GOAL OF THE EXERCISE -
Copy every entry exactly.

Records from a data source
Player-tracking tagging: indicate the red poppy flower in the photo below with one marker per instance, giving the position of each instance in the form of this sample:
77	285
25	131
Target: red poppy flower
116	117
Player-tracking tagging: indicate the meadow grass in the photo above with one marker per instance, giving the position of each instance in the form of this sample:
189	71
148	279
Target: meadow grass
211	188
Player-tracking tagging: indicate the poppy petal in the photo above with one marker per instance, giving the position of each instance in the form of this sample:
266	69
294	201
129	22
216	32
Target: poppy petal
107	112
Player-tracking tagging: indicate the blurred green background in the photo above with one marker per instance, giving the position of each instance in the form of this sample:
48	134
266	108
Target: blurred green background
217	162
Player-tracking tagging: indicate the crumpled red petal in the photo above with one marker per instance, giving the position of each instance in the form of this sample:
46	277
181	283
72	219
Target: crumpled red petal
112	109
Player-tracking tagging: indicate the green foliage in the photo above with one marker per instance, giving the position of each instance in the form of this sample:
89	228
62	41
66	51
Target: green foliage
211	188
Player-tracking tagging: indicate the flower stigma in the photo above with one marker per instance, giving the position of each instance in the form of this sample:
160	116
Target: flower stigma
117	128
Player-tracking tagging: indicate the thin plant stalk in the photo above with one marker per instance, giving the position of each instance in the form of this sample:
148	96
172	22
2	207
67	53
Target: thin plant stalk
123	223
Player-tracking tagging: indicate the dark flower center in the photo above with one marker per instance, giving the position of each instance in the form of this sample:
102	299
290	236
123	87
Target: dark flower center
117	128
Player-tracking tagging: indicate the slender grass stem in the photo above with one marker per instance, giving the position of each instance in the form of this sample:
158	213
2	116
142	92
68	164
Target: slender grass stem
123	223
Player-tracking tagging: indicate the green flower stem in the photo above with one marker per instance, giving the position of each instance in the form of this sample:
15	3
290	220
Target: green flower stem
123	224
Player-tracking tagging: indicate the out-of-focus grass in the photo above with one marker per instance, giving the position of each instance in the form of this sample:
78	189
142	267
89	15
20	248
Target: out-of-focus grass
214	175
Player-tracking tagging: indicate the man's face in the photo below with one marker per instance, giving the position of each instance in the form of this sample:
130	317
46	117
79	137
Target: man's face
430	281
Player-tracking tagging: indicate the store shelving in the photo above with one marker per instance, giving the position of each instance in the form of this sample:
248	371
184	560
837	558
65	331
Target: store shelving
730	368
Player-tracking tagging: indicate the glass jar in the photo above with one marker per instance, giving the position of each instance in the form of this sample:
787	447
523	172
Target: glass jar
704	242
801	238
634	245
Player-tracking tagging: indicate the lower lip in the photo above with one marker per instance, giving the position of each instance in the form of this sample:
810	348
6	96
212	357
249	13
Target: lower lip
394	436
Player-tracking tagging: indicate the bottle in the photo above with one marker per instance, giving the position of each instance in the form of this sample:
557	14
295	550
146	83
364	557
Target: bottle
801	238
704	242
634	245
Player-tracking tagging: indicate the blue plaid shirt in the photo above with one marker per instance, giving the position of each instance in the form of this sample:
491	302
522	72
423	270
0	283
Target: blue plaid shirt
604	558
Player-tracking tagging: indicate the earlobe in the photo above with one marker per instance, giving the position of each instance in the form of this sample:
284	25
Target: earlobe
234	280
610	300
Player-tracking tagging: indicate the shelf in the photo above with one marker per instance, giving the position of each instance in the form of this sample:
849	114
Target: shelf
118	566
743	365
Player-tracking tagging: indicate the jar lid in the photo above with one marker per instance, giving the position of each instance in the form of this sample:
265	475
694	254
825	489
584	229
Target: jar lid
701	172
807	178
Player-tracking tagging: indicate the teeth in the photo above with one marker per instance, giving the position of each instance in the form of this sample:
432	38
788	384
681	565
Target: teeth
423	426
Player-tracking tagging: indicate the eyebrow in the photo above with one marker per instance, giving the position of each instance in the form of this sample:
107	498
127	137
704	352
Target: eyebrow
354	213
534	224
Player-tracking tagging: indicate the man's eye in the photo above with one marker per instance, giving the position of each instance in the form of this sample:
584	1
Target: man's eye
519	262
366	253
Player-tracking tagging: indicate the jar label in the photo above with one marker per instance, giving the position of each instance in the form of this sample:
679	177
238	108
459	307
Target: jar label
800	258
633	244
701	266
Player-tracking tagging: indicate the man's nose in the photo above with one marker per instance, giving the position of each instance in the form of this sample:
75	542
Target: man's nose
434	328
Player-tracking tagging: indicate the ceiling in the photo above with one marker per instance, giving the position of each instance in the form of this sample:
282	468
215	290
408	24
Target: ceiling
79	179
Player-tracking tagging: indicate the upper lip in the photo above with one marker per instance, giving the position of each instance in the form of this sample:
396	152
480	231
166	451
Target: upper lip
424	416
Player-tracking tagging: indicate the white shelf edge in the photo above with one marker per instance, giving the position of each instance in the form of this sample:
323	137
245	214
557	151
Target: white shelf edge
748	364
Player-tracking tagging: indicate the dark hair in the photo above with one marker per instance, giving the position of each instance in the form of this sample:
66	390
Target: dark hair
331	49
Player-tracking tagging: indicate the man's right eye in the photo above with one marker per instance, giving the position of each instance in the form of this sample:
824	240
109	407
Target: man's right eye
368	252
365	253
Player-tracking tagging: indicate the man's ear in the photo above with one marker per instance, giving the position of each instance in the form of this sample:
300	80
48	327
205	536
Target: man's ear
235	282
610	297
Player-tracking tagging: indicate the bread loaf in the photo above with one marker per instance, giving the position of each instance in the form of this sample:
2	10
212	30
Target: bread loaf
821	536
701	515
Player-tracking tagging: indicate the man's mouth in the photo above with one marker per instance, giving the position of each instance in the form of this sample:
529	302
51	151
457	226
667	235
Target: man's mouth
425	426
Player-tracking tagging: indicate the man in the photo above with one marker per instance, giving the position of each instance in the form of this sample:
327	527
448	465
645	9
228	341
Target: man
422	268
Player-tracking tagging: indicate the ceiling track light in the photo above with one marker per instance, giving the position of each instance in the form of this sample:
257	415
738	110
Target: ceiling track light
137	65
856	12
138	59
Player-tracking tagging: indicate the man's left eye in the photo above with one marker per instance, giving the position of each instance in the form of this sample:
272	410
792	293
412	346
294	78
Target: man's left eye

FULL OUTPUT -
Player-tracking tagging: indicate the red poppy flower in the photo below with one marker per instance, giving the position of each instance in the form of this sample:
77	285
25	131
Target: red poppy flower
116	117
Player-tracking tagging: indicate the meadow grass in the photo above with one marker per instance, giving the position of each instance in the form of this sample:
189	71
148	279
Target: meadow grass
211	188
Player-tracking tagging: indicate the poppy petal in the photo above with one marker per instance, giving the position of each instance in the form of this sample:
266	69
294	201
129	22
216	32
Target: poppy petal
107	112
Player-tracking tagging: indicate the blurred green background in the photo above with one marker per instance, giving the position of each instance in the form of this sample:
48	134
266	108
Target: blurred green background
217	162
Player-tracking tagging: indicate the crumpled red petal in the photo above with one marker per instance, giving the position of each instance in the form of this sample:
46	277
181	283
72	219
Target: crumpled red petal
112	109
Player-tracking tagging: indicate the green foliage in the photo above with one marker per instance, giving the position of each instance in the form of this sample:
89	228
62	41
66	51
Target: green foliage
211	188
Player-tracking tagging: indicate the flower stigma in the photo above with one marker per instance, giving the position of each instance in the form of this sample:
160	116
Target: flower stigma
117	128
Player-tracking tagging: indicate the thin plant stalk in the photo above with one marker per instance, giving the position of each instance in the form of this sample:
148	96
172	22
2	207
67	53
Target: thin plant stalk
123	223
Player-tracking tagging: indicate the dark flower center in the photo above with one marker per instance, giving the position of each instance in the form of this sample:
102	299
290	236
123	87
Target: dark flower center
117	128
Player-tracking tagging: indicate the slender grass stem in the photo above with one marker per instance, giving the position of each instance in the form of this sample:
158	213
2	116
142	92
68	164
Target: slender grass stem
123	223
Player-tracking tagging: indicate the green flower stem in the photo above with one marker per instance, giving the position of each instance in the form of this sample:
15	3
290	220
Target: green flower stem
123	224
Player-tracking tagging: indicate the out-of-focus grass in the photo above with one marker per instance, giving the position of each instance in the form of this sample:
78	189
142	267
89	15
20	248
Target: out-of-focus grass
214	175
Player-tracking tagging: indicate the man's face in the photo below with one marker per instance, giving the position of each instance in the form of this sample:
130	317
46	117
79	137
Target: man's face
430	281
Player-tracking tagging: indicate the store shelving in the photo above with one marker per instance, giving the position of each instance in the form of this sample:
248	371
184	560
837	558
65	331
Target: store shelving
730	368
Player-tracking tagging: indicate the glass jar in the photo above with one marker per instance, giving the position of each instance in the form of this sample:
787	447
523	172
Target: glass jar
704	242
801	238
634	245
Player-tracking tagging: indicate the lower lip in the photo above with one marker per instance, giving the position of each instance in the form of this sample:
810	348
6	96
212	357
249	13
Target: lower lip
394	436
Player-tracking tagging: indicate the bottle in the photo above with one marker per instance, giving the position of each instance in the form of this sample:
557	14
295	550
146	83
364	557
Target: bottle
801	238
704	242
634	245
Player-tracking tagging: indicate the blue plaid shirt in the photo above with one marker per instance, giving the position of each instance in the form of this sample:
491	302
522	72
423	270
0	283
Target: blue plaid shirt
604	558
Player-tracking tagging: indicate the earlobe in the photo above with one marker per instance, giving the position of each instance in the form of this sample:
284	25
Target: earlobe
234	280
610	300
Player-tracking tagging: indicate the shelf in the photo above with one marker per instance, giving the position of each instance in the form of this sample:
849	114
Target: shelf
118	566
743	365
Player-tracking tagging: indicate the jar lid in the photo above with one marker per instance, giving the position of each instance in the form of this sample:
265	475
694	254
825	489
584	229
Target: jar lid
701	172
807	178
Player-tracking tagging: indicate the teeth in the photo above with one marker per instance, giving the position of each instance in the form of this sample:
432	38
788	384
681	565
Target: teeth
423	426
Player-tracking tagging: indicate the eyebrow in the photo above with one marker per instance, giving the position of each instance in the form of this sample:
107	498
127	137
704	352
Target: eyebrow
354	213
534	224
Player-tracking tagging: indicate the man's eye in the photo above with one marker per instance, giving the position of each instance in the form of this sample:
584	1
Target: man's eye
519	262
366	253
Player-tracking tagging: indicate the jar label in the photo above with one marker per instance, giving the position of each instance in the form of this sample:
679	177
238	108
459	307
Target: jar label
800	258
633	244
701	266
Player-tracking tagging: indicate the man's nose in the photo above with one marker per instance, giving the position of each instance in the form of this sample:
75	542
Target: man's nose
434	328
Player-tracking tagging: indicate the ceiling in the photo above with one marker per instance, giving the position of each instance in the form of this sample:
282	468
215	290
408	24
Target: ceiling
79	179
Player-tracking tagging: indicate the upper lip in the photo above with one marker per instance, giving the position of each instance in the form of this sample:
396	152
480	231
166	451
Target: upper lip
424	416
Player-tracking tagging: indicate the white shelf edge in the photo above with one marker per instance, giving the position of each instance in the form of this sample:
323	137
245	214
557	151
Target: white shelf edge
748	364
Player-tracking tagging: indicate the dark hair in the photo above with one marker per instance, giving the position of each instance in the form of this sample:
66	390
Target: dark hair
331	49
Player-tracking tagging: indicate the man's right eye in the photo above with one marker per instance, giving the position of each instance in the form of this sample:
824	240
109	407
Target: man's right eye
368	252
365	253
Player-tracking tagging: indicate the man's ear in the photo above with one marker per instance, giving the position of each instance in the form of this sample:
300	80
48	327
205	536
Target: man's ear
235	282
610	297
Player-tracking tagging: indicate the bread loaf in the photo above with one marker per instance, giving the position of each instance in the form of this sample:
2	10
212	30
Target: bread loaf
821	536
701	515
Player-tracking tagging: indicate the man's mouth in the photo above with one marker per instance, giving the position of each instance in the form of this sample:
529	302
51	151
457	226
667	235
Target: man's mouth
425	426
Player-tracking tagging: indicate the man in the photo above with one marker per instance, giving the position of each instance in the form of this sample:
327	527
448	465
645	9
228	341
Target: man
422	268
Player-tracking tagging: indicate the ceiling track light in the photo above with one marker per instance, giving the position of each instance in the form of this sample:
257	415
738	110
Target: ceiling track light
137	65
856	12
138	59
Player-tracking tagging: indicate the man's left eye in the photo above with one marker per instance, giving the position of each instance in the form of this sample:
272	410
792	293
412	346
294	78
Target: man's left eye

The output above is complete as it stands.